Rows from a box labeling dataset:
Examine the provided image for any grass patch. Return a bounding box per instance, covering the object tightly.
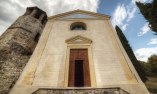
[145,77,157,94]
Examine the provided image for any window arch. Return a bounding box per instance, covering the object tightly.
[70,22,87,30]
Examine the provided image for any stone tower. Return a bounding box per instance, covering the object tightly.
[0,7,47,94]
[10,10,149,94]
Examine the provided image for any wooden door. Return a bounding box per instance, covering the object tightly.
[68,49,91,87]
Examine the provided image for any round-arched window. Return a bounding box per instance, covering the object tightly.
[70,22,87,30]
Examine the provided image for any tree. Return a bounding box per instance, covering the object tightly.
[148,55,157,75]
[115,26,147,82]
[136,0,157,34]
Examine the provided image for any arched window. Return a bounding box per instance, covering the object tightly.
[70,22,87,30]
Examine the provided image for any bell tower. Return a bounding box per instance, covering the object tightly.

* **Short task**:
Render the stretch from the line containing "Examine the provided image for any arched" through the end of the records as a Markdown table with the columns Row and Line, giving each line its own numbered row and omitting blank lines.

* **Answer to the exercise**:
| Row | Line |
|---|---|
| 1 | Examine the provided image for any arched window. Return a bounding box per instance, covering the object tightly. |
| 2 | [70,22,87,30] |
| 3 | Examine the provided image for any bell tower. Return a bounding box per instance, covering the object tightly. |